[Pointing dataset records]
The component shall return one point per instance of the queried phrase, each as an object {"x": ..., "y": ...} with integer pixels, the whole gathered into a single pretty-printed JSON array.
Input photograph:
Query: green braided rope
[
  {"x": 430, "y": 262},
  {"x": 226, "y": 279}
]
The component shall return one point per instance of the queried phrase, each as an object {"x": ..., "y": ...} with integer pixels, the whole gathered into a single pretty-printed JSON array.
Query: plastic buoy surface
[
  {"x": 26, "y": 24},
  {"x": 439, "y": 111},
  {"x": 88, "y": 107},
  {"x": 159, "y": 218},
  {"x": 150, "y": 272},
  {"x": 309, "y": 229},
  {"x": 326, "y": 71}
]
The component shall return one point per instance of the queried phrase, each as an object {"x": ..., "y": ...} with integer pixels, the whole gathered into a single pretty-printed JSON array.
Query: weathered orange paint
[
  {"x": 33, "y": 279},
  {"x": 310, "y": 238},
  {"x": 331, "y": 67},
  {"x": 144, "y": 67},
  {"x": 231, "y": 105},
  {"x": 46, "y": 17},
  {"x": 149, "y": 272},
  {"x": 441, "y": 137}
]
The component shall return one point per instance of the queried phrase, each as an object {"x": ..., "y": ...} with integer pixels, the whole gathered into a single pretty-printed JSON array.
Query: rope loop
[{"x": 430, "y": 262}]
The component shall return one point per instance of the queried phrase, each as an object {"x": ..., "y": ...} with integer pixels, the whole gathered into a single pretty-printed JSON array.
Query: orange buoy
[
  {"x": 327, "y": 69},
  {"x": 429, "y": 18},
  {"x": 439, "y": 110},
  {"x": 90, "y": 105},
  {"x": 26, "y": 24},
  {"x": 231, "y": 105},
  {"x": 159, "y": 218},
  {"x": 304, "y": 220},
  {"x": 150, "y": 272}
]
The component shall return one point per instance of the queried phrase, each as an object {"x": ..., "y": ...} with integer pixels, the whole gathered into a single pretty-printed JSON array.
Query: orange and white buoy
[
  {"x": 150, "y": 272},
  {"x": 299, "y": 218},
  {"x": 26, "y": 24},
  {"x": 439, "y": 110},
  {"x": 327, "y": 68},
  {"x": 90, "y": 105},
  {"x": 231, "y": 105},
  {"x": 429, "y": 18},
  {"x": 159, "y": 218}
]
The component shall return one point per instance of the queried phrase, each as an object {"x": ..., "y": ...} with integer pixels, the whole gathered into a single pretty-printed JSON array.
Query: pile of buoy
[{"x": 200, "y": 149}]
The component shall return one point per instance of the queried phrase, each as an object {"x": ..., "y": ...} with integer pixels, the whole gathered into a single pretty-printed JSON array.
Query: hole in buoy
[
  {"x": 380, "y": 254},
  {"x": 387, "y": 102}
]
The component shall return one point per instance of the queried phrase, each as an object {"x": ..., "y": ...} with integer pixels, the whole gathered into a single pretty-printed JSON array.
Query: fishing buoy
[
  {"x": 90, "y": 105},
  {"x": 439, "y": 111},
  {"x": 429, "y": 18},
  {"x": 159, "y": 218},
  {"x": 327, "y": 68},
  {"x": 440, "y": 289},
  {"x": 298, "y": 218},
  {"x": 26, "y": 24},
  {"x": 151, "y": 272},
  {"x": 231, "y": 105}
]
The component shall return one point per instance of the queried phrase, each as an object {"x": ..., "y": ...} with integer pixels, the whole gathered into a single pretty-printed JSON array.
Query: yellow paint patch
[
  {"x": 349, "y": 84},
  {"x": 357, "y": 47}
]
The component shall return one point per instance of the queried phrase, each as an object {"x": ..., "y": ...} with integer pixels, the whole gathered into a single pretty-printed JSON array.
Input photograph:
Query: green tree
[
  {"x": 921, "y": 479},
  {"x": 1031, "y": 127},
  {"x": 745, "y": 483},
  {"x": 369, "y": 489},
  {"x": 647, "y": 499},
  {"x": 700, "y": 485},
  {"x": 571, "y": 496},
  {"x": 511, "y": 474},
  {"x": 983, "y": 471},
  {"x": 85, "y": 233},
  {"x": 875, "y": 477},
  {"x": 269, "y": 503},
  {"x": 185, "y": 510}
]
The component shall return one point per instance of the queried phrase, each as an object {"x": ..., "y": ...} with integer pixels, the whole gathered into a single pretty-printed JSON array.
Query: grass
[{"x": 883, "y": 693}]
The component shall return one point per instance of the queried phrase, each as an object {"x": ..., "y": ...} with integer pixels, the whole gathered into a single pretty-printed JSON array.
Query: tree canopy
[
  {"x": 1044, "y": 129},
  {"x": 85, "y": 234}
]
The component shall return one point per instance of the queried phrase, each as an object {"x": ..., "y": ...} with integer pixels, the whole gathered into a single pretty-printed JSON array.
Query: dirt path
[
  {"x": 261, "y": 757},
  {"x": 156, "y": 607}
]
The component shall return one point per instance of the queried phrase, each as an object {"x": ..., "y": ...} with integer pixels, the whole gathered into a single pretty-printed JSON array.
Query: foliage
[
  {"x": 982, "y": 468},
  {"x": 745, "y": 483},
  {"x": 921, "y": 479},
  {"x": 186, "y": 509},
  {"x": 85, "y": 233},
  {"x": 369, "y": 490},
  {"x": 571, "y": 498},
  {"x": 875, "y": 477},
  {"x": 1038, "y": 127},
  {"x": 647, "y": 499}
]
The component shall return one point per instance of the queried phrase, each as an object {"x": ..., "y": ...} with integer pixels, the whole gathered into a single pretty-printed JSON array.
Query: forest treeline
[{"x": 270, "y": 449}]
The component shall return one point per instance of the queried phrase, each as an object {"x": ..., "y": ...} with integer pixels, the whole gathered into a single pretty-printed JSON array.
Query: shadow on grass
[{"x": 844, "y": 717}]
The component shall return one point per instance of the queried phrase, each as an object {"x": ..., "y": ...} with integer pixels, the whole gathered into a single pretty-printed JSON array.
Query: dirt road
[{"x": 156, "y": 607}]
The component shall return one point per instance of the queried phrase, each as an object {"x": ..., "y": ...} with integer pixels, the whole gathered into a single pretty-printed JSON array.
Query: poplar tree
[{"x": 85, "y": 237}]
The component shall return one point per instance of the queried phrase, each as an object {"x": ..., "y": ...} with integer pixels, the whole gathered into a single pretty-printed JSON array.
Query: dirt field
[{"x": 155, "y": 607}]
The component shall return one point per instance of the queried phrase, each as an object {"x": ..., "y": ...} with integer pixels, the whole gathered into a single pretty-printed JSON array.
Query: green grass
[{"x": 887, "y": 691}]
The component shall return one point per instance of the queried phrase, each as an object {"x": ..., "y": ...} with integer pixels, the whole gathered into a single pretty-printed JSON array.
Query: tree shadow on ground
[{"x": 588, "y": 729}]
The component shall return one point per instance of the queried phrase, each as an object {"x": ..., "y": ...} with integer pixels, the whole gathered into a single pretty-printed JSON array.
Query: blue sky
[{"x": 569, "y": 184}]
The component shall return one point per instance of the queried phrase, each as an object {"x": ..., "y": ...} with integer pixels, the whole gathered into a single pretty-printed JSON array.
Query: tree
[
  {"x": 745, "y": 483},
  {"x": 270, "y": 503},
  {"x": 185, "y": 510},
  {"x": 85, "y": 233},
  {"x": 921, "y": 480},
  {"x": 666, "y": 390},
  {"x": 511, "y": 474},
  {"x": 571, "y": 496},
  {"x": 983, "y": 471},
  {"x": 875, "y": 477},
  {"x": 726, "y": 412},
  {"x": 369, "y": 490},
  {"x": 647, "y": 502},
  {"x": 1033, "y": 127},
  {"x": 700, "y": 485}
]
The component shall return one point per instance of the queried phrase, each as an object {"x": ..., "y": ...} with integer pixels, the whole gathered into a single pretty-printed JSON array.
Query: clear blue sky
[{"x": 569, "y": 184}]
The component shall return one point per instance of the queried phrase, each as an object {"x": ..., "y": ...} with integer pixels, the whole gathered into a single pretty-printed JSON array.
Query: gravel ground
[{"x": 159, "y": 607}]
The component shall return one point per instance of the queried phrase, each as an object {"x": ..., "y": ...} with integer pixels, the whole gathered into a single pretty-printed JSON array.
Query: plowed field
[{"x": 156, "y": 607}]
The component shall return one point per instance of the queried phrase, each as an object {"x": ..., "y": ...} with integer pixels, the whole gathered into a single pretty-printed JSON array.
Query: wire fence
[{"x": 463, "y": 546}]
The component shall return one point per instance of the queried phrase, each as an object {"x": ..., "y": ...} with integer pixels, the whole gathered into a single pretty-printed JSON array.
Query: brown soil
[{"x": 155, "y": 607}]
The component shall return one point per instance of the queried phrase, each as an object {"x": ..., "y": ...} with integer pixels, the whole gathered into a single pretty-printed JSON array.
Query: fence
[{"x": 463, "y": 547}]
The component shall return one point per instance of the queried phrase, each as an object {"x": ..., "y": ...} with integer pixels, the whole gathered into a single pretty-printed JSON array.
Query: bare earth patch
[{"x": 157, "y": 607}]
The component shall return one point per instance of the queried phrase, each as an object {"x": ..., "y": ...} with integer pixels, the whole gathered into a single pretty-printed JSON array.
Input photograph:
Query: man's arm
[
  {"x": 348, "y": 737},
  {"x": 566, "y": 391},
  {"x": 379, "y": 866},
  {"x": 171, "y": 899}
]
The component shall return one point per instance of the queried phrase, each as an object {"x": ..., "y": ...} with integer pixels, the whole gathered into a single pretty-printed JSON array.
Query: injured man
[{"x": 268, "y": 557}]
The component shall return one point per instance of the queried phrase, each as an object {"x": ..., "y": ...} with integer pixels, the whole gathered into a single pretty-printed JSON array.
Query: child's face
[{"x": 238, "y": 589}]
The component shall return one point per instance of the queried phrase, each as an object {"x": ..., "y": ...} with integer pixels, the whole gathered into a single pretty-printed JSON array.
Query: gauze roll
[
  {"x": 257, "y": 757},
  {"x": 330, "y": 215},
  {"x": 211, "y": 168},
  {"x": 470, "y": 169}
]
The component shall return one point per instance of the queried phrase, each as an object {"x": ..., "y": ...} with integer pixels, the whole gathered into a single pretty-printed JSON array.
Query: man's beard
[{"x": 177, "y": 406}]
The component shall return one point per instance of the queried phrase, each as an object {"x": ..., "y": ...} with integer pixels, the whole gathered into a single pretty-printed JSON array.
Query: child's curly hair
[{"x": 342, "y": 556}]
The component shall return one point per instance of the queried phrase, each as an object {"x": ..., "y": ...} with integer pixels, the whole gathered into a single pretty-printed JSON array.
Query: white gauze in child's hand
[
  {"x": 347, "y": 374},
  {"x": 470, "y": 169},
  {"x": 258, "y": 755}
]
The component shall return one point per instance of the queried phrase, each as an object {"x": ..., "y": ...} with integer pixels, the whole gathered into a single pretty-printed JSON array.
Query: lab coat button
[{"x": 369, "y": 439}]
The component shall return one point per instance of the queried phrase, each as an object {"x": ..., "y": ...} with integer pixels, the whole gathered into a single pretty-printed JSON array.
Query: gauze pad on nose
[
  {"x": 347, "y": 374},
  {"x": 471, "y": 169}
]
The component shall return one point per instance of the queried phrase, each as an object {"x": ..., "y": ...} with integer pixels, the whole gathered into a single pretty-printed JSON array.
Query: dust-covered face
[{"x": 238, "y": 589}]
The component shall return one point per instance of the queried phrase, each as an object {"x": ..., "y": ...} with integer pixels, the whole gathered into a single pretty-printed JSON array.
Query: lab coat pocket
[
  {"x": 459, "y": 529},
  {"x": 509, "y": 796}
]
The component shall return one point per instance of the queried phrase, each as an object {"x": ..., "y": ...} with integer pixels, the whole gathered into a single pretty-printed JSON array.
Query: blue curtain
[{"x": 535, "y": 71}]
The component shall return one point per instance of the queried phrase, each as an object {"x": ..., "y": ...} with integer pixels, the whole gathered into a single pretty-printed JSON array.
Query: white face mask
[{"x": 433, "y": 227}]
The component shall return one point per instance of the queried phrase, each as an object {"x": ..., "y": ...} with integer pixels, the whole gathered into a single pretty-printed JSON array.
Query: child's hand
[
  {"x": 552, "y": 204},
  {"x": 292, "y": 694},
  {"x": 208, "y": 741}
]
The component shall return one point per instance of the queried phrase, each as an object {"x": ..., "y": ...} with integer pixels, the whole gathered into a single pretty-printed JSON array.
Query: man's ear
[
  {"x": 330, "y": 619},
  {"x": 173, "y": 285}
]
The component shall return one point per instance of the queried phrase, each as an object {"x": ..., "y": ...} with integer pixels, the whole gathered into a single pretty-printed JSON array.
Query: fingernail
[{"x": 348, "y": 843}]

• Exercise: Identify every line above that contains the string "coat", and copy each one in full.

• Response for this exercise:
Query: lab coat button
Query: lab coat pocket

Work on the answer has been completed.